ITEMS ::
»»

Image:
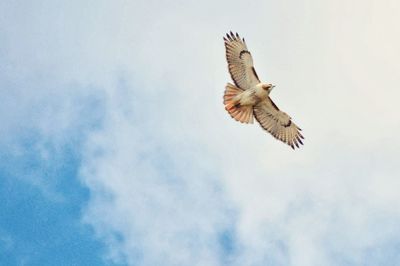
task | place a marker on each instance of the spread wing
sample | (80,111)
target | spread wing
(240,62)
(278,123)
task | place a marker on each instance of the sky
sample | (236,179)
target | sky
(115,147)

««
»»

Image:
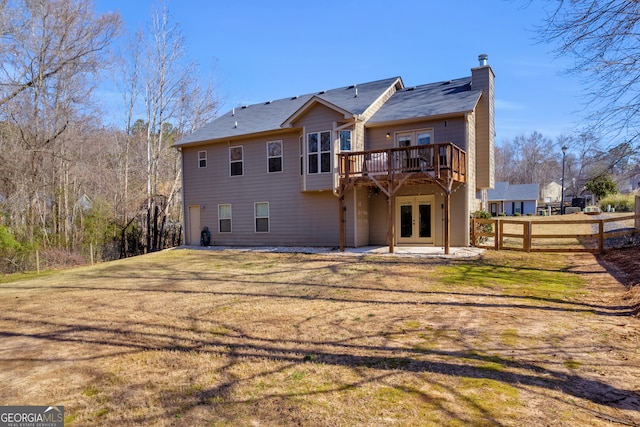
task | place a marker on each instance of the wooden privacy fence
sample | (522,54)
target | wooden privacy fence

««
»»

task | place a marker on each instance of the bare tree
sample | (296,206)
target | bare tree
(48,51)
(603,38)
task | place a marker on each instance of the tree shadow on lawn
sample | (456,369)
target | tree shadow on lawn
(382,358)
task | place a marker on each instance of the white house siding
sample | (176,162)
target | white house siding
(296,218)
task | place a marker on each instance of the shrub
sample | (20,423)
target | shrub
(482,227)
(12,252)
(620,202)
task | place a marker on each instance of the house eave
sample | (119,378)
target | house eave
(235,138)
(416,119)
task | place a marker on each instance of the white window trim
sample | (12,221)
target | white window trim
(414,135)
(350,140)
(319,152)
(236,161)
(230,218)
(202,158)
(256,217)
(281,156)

««

TASK REQUIREMENTS :: Count the lines in the items above that contain the string "each", matching case exactly. Reply with the number only.

WRITTEN REPLY :: 9